[Object position labeling entries]

··········

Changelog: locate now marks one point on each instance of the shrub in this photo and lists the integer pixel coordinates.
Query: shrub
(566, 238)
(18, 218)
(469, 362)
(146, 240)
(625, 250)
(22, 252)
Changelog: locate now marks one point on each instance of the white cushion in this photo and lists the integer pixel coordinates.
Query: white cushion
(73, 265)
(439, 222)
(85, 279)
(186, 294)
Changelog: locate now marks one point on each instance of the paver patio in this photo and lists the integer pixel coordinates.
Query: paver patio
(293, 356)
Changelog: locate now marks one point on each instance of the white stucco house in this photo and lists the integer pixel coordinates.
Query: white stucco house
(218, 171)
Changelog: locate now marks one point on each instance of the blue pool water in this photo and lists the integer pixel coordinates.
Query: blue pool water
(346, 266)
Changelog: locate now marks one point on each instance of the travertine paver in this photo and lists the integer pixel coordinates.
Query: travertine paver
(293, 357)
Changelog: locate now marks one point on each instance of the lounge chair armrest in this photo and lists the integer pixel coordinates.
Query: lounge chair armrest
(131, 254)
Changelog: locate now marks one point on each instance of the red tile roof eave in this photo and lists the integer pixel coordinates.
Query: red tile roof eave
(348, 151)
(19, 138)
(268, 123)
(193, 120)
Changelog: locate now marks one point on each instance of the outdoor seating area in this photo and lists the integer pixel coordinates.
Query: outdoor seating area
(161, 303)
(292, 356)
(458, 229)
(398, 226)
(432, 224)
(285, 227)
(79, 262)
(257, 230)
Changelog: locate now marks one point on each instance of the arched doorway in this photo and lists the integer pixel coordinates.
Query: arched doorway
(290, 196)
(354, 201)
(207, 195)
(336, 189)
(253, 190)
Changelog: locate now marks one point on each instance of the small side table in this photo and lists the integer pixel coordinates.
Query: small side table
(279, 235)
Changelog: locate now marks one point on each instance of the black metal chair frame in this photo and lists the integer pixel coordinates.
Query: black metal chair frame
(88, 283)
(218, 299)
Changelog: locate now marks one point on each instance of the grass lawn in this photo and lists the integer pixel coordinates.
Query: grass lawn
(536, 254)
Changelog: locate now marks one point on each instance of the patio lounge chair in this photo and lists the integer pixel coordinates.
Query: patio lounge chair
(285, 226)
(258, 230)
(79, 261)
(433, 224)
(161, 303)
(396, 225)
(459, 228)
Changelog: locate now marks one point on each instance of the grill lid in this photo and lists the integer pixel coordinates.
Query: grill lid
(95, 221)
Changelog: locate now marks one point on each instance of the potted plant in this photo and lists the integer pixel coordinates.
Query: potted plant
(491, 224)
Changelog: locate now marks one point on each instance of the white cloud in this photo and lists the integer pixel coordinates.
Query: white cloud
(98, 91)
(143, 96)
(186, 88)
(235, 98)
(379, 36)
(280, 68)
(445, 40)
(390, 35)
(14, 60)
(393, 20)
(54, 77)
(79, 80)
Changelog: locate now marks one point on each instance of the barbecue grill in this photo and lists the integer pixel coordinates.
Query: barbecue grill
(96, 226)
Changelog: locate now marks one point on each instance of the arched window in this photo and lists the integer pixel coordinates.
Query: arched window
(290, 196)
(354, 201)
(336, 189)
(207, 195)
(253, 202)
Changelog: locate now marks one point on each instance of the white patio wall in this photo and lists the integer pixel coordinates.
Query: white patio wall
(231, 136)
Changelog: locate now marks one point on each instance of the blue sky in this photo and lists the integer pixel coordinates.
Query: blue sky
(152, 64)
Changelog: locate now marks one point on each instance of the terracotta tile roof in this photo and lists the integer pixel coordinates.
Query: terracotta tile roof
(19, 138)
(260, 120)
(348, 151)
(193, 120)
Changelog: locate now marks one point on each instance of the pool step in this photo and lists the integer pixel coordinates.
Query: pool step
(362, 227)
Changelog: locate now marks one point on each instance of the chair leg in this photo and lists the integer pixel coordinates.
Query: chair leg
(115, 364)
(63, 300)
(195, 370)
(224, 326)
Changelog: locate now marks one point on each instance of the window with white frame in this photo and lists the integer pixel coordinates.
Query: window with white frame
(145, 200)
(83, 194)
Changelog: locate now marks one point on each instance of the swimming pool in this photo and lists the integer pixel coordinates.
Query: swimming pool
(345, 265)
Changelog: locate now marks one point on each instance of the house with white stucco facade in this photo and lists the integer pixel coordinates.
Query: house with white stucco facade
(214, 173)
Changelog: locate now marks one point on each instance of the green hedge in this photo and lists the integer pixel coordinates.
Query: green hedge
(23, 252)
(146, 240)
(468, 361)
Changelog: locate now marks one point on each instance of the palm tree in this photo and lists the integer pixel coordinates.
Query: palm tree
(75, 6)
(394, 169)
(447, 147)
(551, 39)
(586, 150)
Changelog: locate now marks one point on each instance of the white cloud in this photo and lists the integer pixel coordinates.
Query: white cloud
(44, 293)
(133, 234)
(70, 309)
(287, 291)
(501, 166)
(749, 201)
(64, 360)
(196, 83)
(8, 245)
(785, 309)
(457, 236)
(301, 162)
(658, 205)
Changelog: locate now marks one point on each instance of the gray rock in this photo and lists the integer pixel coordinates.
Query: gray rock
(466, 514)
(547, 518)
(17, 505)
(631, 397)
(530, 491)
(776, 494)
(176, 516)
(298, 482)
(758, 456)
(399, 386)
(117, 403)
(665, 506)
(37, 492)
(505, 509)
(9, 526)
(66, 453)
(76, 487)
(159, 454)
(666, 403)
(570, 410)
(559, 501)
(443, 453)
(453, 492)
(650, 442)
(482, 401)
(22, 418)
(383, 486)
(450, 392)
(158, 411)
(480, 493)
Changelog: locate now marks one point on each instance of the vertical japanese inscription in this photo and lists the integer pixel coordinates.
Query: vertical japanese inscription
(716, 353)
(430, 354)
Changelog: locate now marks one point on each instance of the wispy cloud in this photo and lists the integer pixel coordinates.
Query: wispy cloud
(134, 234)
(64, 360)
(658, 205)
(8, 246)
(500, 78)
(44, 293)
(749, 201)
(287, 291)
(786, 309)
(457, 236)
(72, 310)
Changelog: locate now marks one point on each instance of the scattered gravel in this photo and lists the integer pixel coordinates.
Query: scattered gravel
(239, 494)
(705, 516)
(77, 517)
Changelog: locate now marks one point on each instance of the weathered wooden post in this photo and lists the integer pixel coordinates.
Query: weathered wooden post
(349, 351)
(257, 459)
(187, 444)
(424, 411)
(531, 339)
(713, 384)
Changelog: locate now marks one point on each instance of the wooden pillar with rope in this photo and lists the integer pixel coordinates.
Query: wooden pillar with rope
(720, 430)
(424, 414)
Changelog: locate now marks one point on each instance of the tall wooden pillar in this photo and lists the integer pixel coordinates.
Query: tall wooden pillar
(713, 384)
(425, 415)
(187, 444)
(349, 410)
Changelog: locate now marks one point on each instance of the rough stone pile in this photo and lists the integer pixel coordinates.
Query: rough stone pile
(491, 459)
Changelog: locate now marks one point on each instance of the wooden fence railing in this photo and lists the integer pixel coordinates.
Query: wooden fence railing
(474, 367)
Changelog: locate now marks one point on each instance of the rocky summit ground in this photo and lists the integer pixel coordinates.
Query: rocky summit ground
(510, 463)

··········

§ **What you have to do**
Rewrite all of the lines above, changing each "Query" to "Target" and leaving everything else as it is.

§ **Reply to the task**
Changelog: locate now marks one point on each instance of the shrub in this photo and lists the integer pixel coordinates.
Target: shrub
(566, 238)
(18, 218)
(469, 362)
(146, 240)
(625, 250)
(22, 252)
Changelog: locate now marks one point on each instance of the white cushion in this photo and lists the integer pixel coordinates.
Target: white cushion
(73, 265)
(439, 222)
(85, 279)
(186, 294)
Changelog: locate now marks one point on each instance of the paver patio in this photo and lists the integer pixel coordinates.
Target: paver patio
(293, 356)
Changelog: locate now marks one point on each instance of the white stucco house in this photo and lists the integer pixel coordinates.
Target: white stucco house
(218, 171)
Changelog: locate now marks one point on each instance of the blue pool water in this photo and lists the integer pixel coordinates.
Target: blue pool water
(346, 266)
Changelog: locate now marks one point on each instance of the travertine paver in this photo and lists the integer pixel coordinates.
Target: travertine paver
(293, 357)
Changelog: locate now marks one point on each instance of the lounge chair armrest in this photo and lists the integer pixel coordinates.
Target: lounge chair armrest
(131, 254)
Changelog: locate now marks one point on each instance of the red tile roof eave in this photo and lists the integer pixel coordinates.
Target: red tile roof eave
(348, 151)
(19, 138)
(268, 123)
(193, 120)
Changelog: locate now marks one point on each instance of the outdoor seating area in this photo and lists the integer pixel coordinates.
Target: outdoor seating area
(161, 303)
(292, 356)
(458, 229)
(398, 226)
(432, 224)
(285, 227)
(79, 262)
(257, 230)
Changelog: locate now marks one point on each instance of the arched doorway in this photo and lists the integer pixel coordinates.
Target: arched doorway
(290, 196)
(354, 201)
(207, 195)
(336, 189)
(253, 190)
Changelog: locate now marks one point on each instance of the small side table in this photo and lists the integer pixel coordinates.
Target: small side table
(279, 235)
Changelog: locate now marks one point on each instance of the black metal chair frame in this photo and lists the integer pixel coordinates.
Target: black metal chair frame
(88, 283)
(218, 299)
Changelog: locate now marks one point on each instance of the grass lawn in this photo and lists the integer pixel coordinates.
Target: grass lawn
(536, 254)
Changelog: locate now marks one point on each instance of the patio lounge chair in this photo and lists the integer pixel coordinates.
Target: patio lounge chair
(285, 226)
(258, 230)
(79, 261)
(433, 224)
(161, 303)
(396, 225)
(459, 228)
Changelog: locate now marks one point on each instance of the grill lid in this photo and lists the integer pixel coordinates.
Target: grill lid
(95, 221)
Changelog: locate now marks one point on each instance of the potted plant in this photo and lists the integer pixel coordinates.
Target: potted plant
(491, 224)
Changelog: locate now marks one point on each instance of the white cloud in this photo and lists the integer pixel coordinates.
Target: white cloud
(98, 91)
(143, 96)
(186, 88)
(235, 98)
(379, 36)
(280, 68)
(445, 40)
(390, 35)
(14, 60)
(393, 20)
(54, 77)
(79, 80)
Changelog: locate now marks one point on each instance of the barbecue grill in this photo and lists the integer pixel coordinates.
Target: barbecue grill
(96, 226)
Changelog: locate now marks one point on each instance of the arched window in this photo and lists the integer pixel coordinates.
Target: arched window
(290, 196)
(354, 201)
(336, 189)
(207, 195)
(253, 202)
Changelog: locate now marks one point on each instance of the white patio wall in this photo and lists the integer pixel coordinates.
Target: white patio wall
(231, 136)
Changelog: locate now marks one point on each instance of the blue sky in this photo and lists the integer pixel coordinates.
Target: blue sky
(152, 64)
Changelog: locate now marks one point on each instance of the terracotta tile roof in this photo and lists the integer pixel coordinates.
Target: terracotta tile roof
(19, 138)
(260, 120)
(348, 151)
(193, 120)
Changelog: locate now marks one point on each instance of the pool step in this photo and lists the integer pixel coordinates.
Target: pool step
(362, 227)
Changelog: locate now marks one point on each instance of the chair leg in this photo and lists the integer pixel coordinates.
Target: chair leg
(115, 364)
(63, 300)
(195, 370)
(224, 326)
Changelog: locate now marks one point on each instance of the window with white frame in this photo and lists the integer pixel coordinates.
Target: window with white frame
(145, 200)
(83, 194)
Changelog: locate now marks one point on each instance of the swimming pool in this photo and lists the integer pixel coordinates.
Target: swimming pool
(345, 265)
Changelog: locate now marks one point on each instance of the house with white stucco facade in this photo and lists the integer pixel coordinates.
Target: house with white stucco facade
(214, 173)
Changelog: locate now marks one point on each instance of the green hedge in this photo and lists the integer pixel coordinates.
Target: green hedge
(23, 252)
(146, 240)
(468, 361)
Changelog: locate now marks one point on each instance of the palm tree in this photo and lists the integer pixel coordinates.
Target: palm tree
(75, 6)
(394, 169)
(447, 147)
(551, 39)
(586, 150)
Changelog: locate now marks one point on each instance of the white cloud in this photo and lists the integer pixel coordinates.
Target: white cloud
(44, 293)
(133, 234)
(70, 309)
(287, 291)
(501, 166)
(749, 201)
(64, 360)
(196, 83)
(8, 245)
(785, 309)
(457, 236)
(301, 162)
(658, 205)
Changelog: locate now marks one point on each instance of the gray rock in this photo and lists the integer pixel coordinates.
Target: gray rock
(466, 514)
(547, 518)
(17, 505)
(631, 397)
(530, 491)
(776, 494)
(176, 516)
(298, 482)
(758, 456)
(399, 386)
(117, 403)
(665, 506)
(37, 492)
(505, 509)
(9, 526)
(66, 453)
(76, 487)
(159, 454)
(666, 403)
(570, 410)
(559, 501)
(443, 453)
(453, 492)
(650, 442)
(482, 401)
(22, 418)
(383, 486)
(450, 392)
(158, 411)
(480, 493)
Changelog: locate now marks one point on each instance of the vertical japanese inscription in this photo and lists the integer pixel coordinates.
Target: vertical japanese inscription
(716, 353)
(430, 354)
Changelog: locate now marks one point on each instance of the wispy cloud in this photo and lists the integer pixel coordinates.
Target: wispy cloud
(134, 234)
(64, 360)
(658, 205)
(8, 246)
(500, 78)
(44, 293)
(749, 201)
(287, 291)
(786, 309)
(457, 236)
(72, 310)
Changelog: locate now marks one point on each instance of the scattered gravel in this photo and lists the integer pixel coordinates.
Target: scattered gravel
(239, 494)
(705, 516)
(77, 517)
Changelog: locate now marks one point on each instance of the weathered wooden post in this photo and lists the integer pixel coordinates.
Target: weathered wooden post
(349, 351)
(257, 459)
(187, 444)
(424, 411)
(531, 339)
(713, 384)
Changelog: locate now marks one point on each instance of the wooden pillar with rope in this photo and lists the integer pixel coordinates.
Target: wooden pillar with rope
(720, 430)
(424, 414)
Changelog: locate now marks one point on each instance of the tall wooden pillar in this photo and lists the integer pixel coordinates.
Target: tall wooden pillar
(713, 384)
(425, 415)
(187, 444)
(349, 410)
Changelog: locate now marks one point on each instance of the rough stone pile in this photo and lists the integer pixel coordinates.
Target: rough stone pile
(491, 459)
Changelog: locate now marks one point on each instance of the wooden fence railing in this photo and lists the integer pixel coordinates.
Target: wooden fence railing
(474, 367)
Changelog: locate now marks one point on each instance of the rocky summit ground in this photo and lists the integer pixel coordinates.
Target: rocky summit ground
(510, 463)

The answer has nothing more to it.